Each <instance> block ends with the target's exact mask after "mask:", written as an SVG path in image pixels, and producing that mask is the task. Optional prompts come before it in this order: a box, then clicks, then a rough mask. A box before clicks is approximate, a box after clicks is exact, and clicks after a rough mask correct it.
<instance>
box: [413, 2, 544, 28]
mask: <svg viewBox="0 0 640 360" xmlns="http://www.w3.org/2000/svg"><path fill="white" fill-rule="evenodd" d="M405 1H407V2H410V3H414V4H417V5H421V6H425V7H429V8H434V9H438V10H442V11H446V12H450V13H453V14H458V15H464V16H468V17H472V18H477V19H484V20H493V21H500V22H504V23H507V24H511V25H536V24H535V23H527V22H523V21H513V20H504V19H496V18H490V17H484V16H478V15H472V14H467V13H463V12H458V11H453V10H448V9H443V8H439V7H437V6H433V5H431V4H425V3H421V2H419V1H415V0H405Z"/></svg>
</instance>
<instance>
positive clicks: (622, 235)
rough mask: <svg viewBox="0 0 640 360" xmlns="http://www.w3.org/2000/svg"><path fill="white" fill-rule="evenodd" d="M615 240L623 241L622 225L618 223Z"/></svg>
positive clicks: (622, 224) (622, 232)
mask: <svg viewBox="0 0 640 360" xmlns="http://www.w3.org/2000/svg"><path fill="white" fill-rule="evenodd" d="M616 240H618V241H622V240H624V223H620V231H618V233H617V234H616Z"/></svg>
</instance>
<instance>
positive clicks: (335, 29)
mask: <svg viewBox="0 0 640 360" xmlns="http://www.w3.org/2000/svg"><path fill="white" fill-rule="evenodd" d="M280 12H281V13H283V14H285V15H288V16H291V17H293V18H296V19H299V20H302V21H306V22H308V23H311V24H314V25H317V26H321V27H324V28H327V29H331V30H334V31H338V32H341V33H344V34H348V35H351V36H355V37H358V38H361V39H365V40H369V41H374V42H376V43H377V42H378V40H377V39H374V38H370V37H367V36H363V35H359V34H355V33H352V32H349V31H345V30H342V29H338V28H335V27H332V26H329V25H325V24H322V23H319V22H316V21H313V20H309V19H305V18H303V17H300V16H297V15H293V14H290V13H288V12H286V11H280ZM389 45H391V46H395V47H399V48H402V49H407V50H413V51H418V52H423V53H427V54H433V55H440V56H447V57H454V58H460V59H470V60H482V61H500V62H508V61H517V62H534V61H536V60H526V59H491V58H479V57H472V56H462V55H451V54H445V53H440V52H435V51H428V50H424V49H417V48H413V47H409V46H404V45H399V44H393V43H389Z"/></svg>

== == ==

**Required work:** Nothing but the exact lines from the start of the material through the line holding "rough mask: <svg", both included, belongs in the answer.

**Written response:**
Each <instance> block ends with the target's exact mask after "mask:", written as an SVG path in image pixels, and producing that mask is the task. Optional prompts come before it in this order: a box, then clicks, then a rough mask. A box before clicks is approximate, a box after clicks is exact, and clicks after a rough mask correct it.
<instance>
box: [413, 2, 544, 28]
mask: <svg viewBox="0 0 640 360" xmlns="http://www.w3.org/2000/svg"><path fill="white" fill-rule="evenodd" d="M405 1H407V2H410V3H414V4H417V5H421V6H425V7H429V8H434V9H438V10H442V11H446V12H450V13H453V14H458V15H464V16H468V17H472V18H477V19H484V20H493V21H500V22H504V23H507V24H511V25H536V24H535V23H527V22H523V21H513V20H504V19H496V18H490V17H484V16H478V15H472V14H467V13H463V12H458V11H453V10H448V9H443V8H439V7H437V6H433V5H431V4H425V3H421V2H419V1H415V0H405Z"/></svg>
</instance>
<instance>
positive clicks: (622, 235)
rough mask: <svg viewBox="0 0 640 360" xmlns="http://www.w3.org/2000/svg"><path fill="white" fill-rule="evenodd" d="M615 240L623 241L622 225L618 223Z"/></svg>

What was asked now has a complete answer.